:: DIRECTION ::
Copy the lines below word for word, from the first one through the line that contains "xmin=187 ymin=343 xmax=307 ymax=382", and stop there.

#### DATA TO USE ####

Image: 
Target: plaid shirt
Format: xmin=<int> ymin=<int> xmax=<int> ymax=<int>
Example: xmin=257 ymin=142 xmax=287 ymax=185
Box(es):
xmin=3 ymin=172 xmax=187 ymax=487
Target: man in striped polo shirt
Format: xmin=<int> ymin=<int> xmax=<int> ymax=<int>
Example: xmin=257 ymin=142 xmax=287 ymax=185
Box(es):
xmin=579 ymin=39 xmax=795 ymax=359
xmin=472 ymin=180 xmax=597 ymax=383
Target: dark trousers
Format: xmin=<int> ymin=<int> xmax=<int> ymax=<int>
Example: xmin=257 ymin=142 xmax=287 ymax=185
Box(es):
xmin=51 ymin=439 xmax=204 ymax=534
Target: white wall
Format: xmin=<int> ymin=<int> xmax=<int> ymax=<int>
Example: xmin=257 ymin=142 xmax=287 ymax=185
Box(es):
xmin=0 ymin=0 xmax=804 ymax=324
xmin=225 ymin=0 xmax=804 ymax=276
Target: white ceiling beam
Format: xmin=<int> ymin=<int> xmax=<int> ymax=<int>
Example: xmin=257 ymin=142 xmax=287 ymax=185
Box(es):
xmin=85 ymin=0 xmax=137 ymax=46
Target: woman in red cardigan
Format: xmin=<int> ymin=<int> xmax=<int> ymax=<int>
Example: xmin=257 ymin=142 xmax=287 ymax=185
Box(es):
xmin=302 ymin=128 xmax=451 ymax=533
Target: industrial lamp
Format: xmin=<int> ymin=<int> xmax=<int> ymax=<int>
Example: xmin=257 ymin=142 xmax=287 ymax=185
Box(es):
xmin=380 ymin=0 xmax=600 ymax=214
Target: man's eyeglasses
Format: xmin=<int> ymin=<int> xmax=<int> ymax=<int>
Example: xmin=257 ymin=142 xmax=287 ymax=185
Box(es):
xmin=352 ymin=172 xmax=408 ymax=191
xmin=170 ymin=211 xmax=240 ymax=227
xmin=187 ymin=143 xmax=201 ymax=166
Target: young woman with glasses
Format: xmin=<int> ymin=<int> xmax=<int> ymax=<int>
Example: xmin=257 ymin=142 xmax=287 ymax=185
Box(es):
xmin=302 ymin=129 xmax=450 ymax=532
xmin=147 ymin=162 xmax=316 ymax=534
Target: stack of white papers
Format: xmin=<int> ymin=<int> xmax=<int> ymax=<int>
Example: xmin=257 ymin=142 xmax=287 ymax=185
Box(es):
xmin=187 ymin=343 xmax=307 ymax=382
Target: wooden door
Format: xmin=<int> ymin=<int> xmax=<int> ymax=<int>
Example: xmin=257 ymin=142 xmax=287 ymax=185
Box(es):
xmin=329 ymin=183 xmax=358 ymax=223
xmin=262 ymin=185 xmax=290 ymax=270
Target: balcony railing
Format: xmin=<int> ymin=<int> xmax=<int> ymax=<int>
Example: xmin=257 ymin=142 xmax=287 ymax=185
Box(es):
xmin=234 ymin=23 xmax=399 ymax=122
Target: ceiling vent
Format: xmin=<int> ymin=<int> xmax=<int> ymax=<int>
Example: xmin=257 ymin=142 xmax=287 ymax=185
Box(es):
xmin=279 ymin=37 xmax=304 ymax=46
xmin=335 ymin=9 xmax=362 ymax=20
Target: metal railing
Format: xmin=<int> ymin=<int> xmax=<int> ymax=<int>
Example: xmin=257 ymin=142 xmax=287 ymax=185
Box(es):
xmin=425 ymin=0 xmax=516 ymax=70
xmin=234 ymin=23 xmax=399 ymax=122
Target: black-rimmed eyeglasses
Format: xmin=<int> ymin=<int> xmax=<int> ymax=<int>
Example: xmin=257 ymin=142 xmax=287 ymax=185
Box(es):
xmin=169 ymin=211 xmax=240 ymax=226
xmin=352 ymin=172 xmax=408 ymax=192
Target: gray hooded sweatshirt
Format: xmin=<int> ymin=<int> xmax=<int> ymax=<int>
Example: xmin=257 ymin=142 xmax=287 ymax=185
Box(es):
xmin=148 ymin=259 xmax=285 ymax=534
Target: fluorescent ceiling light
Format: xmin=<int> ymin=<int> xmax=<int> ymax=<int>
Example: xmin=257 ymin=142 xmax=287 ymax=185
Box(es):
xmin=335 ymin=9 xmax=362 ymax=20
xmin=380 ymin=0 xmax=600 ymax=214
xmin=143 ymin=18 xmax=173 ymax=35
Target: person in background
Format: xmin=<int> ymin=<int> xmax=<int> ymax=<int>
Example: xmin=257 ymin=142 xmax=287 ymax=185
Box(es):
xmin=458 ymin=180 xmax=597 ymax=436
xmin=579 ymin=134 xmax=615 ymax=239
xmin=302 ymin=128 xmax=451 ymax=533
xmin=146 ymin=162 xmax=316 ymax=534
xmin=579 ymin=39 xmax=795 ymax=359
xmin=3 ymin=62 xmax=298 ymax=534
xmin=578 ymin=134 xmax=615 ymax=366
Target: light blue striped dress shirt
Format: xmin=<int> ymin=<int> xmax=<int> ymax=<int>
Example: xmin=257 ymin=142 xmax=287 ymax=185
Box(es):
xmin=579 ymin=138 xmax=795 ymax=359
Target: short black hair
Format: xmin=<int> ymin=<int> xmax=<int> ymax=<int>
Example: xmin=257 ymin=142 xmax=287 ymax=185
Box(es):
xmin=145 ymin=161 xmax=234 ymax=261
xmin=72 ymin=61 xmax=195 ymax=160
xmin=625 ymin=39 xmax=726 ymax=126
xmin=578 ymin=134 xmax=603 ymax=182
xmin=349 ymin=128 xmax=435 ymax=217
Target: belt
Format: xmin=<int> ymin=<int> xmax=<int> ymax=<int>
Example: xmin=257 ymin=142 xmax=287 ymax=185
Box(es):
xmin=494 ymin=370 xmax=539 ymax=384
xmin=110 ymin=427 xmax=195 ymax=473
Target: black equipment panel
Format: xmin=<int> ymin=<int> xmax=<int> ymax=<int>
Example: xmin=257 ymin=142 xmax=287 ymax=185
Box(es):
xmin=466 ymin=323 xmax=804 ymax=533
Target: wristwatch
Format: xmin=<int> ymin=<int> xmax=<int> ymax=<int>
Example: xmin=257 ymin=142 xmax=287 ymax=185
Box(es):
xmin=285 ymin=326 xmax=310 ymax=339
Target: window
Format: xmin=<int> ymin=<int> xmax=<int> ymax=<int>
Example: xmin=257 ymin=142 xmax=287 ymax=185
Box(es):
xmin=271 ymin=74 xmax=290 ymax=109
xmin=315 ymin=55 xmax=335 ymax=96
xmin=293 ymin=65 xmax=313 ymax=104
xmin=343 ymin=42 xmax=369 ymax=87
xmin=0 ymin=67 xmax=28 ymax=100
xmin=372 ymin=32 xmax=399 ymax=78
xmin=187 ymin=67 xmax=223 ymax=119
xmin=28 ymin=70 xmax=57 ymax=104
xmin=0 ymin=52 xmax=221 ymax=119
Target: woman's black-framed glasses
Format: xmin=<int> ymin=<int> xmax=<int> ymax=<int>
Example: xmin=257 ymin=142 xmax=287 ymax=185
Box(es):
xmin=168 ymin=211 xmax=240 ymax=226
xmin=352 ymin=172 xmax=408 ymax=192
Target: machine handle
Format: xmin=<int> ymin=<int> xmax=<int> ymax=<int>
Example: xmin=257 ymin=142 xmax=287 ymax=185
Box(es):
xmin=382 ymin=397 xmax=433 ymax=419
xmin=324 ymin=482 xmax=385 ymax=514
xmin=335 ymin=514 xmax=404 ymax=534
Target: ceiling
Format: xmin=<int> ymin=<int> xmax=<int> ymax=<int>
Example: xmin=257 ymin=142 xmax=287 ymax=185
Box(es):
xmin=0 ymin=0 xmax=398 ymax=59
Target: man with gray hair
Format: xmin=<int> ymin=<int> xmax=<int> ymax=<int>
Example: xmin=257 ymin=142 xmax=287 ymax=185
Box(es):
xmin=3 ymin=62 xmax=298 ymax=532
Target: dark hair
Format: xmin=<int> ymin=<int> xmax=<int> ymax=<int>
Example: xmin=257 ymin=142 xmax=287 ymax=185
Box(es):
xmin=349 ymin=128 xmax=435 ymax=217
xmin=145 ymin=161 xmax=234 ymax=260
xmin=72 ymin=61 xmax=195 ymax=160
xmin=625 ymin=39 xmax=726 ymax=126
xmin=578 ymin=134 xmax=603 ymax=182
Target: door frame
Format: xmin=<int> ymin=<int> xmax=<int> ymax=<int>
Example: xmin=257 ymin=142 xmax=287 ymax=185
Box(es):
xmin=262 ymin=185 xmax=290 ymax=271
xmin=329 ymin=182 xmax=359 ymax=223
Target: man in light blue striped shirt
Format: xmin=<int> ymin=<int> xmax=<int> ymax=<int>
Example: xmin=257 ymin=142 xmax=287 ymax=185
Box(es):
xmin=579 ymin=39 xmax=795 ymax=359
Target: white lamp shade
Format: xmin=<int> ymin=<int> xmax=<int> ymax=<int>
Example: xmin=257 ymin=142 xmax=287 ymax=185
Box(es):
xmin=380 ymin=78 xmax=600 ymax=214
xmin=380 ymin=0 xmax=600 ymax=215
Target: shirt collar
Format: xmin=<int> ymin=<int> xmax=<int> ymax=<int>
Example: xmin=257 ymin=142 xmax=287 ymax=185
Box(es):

####

:: ANSWER FOR THIS EXERCISE ::
Image: 
Target: plaid shirt
Format: xmin=<int> ymin=<int> xmax=<int> ymax=<int>
Example: xmin=257 ymin=142 xmax=287 ymax=185
Box(es):
xmin=3 ymin=172 xmax=187 ymax=487
Target: man in striped polo shirt
Format: xmin=<int> ymin=<int> xmax=<int> ymax=<int>
Example: xmin=257 ymin=142 xmax=287 ymax=185
Box(es):
xmin=579 ymin=39 xmax=795 ymax=359
xmin=472 ymin=180 xmax=597 ymax=383
Target: dark trousers
Format: xmin=<int> ymin=<int> xmax=<int> ymax=<int>
Example: xmin=257 ymin=142 xmax=287 ymax=185
Box(es):
xmin=51 ymin=439 xmax=204 ymax=534
Target: white wall
Format: xmin=<int> ymin=<int> xmax=<int> ymax=<int>
Example: xmin=257 ymin=142 xmax=287 ymax=185
Box(es):
xmin=0 ymin=0 xmax=804 ymax=324
xmin=225 ymin=0 xmax=804 ymax=276
Target: white ceiling beam
Format: xmin=<int> ymin=<int> xmax=<int> ymax=<int>
Example: xmin=257 ymin=142 xmax=287 ymax=185
Box(es):
xmin=85 ymin=0 xmax=137 ymax=46
Target: woman in red cardigan
Format: xmin=<int> ymin=<int> xmax=<int> ymax=<int>
Example: xmin=257 ymin=142 xmax=287 ymax=185
Box(es):
xmin=302 ymin=128 xmax=451 ymax=533
Target: industrial lamp
Format: xmin=<int> ymin=<int> xmax=<int> ymax=<int>
Example: xmin=257 ymin=142 xmax=287 ymax=185
Box(es):
xmin=380 ymin=0 xmax=600 ymax=214
Target: man's eyeglasses
Format: xmin=<int> ymin=<int> xmax=<int> ymax=<int>
Example: xmin=257 ymin=142 xmax=287 ymax=185
Box(es):
xmin=352 ymin=172 xmax=408 ymax=191
xmin=170 ymin=211 xmax=240 ymax=227
xmin=187 ymin=143 xmax=201 ymax=166
Target: young woman with glasses
Format: xmin=<int> ymin=<int> xmax=<int> ymax=<int>
Example: xmin=257 ymin=142 xmax=287 ymax=185
Box(es):
xmin=302 ymin=129 xmax=450 ymax=532
xmin=147 ymin=162 xmax=316 ymax=534
Target: stack of white papers
Format: xmin=<int> ymin=<int> xmax=<int> ymax=<int>
Example: xmin=257 ymin=142 xmax=287 ymax=185
Box(es):
xmin=187 ymin=343 xmax=307 ymax=382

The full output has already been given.